Rows from a dataset:
——————————

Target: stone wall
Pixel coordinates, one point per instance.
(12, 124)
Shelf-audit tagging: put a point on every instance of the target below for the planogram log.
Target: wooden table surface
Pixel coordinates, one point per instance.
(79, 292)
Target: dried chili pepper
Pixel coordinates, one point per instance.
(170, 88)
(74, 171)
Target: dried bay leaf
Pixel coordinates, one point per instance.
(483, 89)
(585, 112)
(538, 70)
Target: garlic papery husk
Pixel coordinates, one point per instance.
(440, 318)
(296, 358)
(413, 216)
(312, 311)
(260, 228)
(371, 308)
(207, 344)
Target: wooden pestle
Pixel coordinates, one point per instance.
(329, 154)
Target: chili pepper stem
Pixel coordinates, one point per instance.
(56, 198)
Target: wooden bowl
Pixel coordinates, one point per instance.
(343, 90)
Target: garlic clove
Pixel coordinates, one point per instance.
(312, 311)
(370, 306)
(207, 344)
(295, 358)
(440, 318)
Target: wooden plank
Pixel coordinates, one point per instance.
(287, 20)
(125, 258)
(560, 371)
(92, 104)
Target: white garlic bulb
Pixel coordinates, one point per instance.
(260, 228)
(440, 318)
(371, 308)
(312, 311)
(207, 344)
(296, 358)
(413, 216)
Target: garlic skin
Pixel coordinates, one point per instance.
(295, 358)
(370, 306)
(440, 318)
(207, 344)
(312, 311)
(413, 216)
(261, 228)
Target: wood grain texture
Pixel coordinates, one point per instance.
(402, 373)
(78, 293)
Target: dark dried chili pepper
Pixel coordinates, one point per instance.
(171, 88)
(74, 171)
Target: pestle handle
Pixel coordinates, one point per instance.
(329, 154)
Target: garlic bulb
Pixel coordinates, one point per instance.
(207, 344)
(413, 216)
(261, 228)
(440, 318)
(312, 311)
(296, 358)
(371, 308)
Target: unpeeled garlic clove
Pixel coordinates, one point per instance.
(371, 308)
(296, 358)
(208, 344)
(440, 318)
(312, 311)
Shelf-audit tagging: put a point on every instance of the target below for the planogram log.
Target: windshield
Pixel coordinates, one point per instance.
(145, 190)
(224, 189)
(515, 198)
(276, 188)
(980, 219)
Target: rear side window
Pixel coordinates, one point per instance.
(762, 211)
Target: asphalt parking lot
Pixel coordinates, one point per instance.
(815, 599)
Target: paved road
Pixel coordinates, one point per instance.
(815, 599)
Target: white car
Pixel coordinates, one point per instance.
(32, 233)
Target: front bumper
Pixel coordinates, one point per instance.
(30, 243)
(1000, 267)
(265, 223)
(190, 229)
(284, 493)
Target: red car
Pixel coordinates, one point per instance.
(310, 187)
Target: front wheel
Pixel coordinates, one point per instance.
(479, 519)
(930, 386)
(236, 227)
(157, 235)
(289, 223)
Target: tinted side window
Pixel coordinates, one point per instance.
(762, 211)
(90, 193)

——————————

REQUIRED TASK: Render every line of the rows above as a JSON array of strings, one string per line, leaving out any blank lines.

RESPONSE TO THE EXERCISE:
[
  "Target: stone wall",
  "Pixel coordinates, one point per instance.",
  "(12, 124)",
  "Shelf-audit tagging: put a point on every instance of the target below for the planogram log.",
  "Target: wooden table surface",
  "Pixel coordinates, one point per instance.",
  "(79, 292)",
  "Target: dried chili pepper",
  "Pixel coordinates, one point per instance.",
  "(170, 88)",
  "(74, 171)",
  "Target: dried bay leaf",
  "Pixel coordinates, one point per instance.",
  "(483, 89)",
  "(585, 112)",
  "(538, 70)",
  "Target: garlic papery husk",
  "Pixel coordinates, one point per instance.",
  "(440, 318)",
  "(296, 358)",
  "(413, 216)",
  "(312, 311)",
  "(260, 228)",
  "(371, 308)",
  "(207, 344)",
  "Target: wooden pestle",
  "Pixel coordinates, one point per instance.",
  "(329, 154)",
  "Target: chili pepper stem",
  "Pixel coordinates, one point per instance.",
  "(56, 198)",
  "Target: wooden bowl",
  "Pixel coordinates, one point per instance.",
  "(343, 90)",
  "Target: garlic clove",
  "Pixel coordinates, one point per instance.",
  "(312, 311)",
  "(370, 306)",
  "(207, 344)",
  "(295, 358)",
  "(440, 318)",
  "Target: wooden plank",
  "Pixel coordinates, one point per instance.",
  "(287, 20)",
  "(125, 258)",
  "(560, 371)",
  "(92, 104)",
  "Target: white garlic bulb",
  "Pixel coordinates, one point per instance.",
  "(260, 228)",
  "(440, 318)",
  "(371, 308)",
  "(312, 311)",
  "(207, 344)",
  "(296, 358)",
  "(413, 216)",
  "Target: garlic skin",
  "Pixel coordinates, one point per instance.",
  "(295, 358)",
  "(370, 306)",
  "(440, 318)",
  "(207, 344)",
  "(312, 311)",
  "(413, 216)",
  "(261, 228)",
  "Target: wood grain texture",
  "Pixel coordinates, one point per instance.",
  "(402, 373)",
  "(78, 293)",
  "Target: dark dried chili pepper",
  "Pixel coordinates, one point per instance.",
  "(171, 88)",
  "(74, 171)",
  "Target: pestle handle",
  "Pixel coordinates, one point per instance.",
  "(329, 154)",
  "Target: garlic bulb",
  "Pixel coordinates, one point per instance.",
  "(207, 344)",
  "(413, 216)",
  "(261, 228)",
  "(440, 318)",
  "(312, 311)",
  "(296, 358)",
  "(371, 308)",
  "Target: unpeeled garlic clove",
  "Pixel coordinates, one point per instance.",
  "(371, 308)",
  "(296, 358)",
  "(208, 344)",
  "(440, 318)",
  "(312, 311)",
  "Shelf-audit tagging: put a point on every instance of the target below for the planogram log.",
  "Target: windshield",
  "Pixel coordinates, one point per instance.",
  "(145, 190)",
  "(224, 189)",
  "(515, 198)",
  "(276, 188)",
  "(980, 219)",
  "Target: rear side window",
  "Pixel coordinates, one point per instance.",
  "(762, 211)",
  "Target: asphalt parking lot",
  "Pixel coordinates, one point per instance.",
  "(815, 599)",
  "Target: paved road",
  "Pixel coordinates, one point per instance.",
  "(815, 599)",
  "Target: white car",
  "Pixel coordinates, one point per instance.",
  "(32, 233)",
  "Target: front bumper",
  "Pixel coordinates, one point per instance.",
  "(30, 243)",
  "(1000, 267)",
  "(265, 223)",
  "(190, 229)",
  "(284, 493)",
  "Target: red car",
  "Pixel coordinates, one point per instance.",
  "(310, 187)",
  "Target: front wheel",
  "Pixel coordinates, one point per instance.",
  "(479, 519)",
  "(930, 386)",
  "(236, 227)",
  "(157, 235)",
  "(289, 223)",
  "Target: tinted side window",
  "Pixel coordinates, one point per instance.",
  "(762, 211)",
  "(90, 193)"
]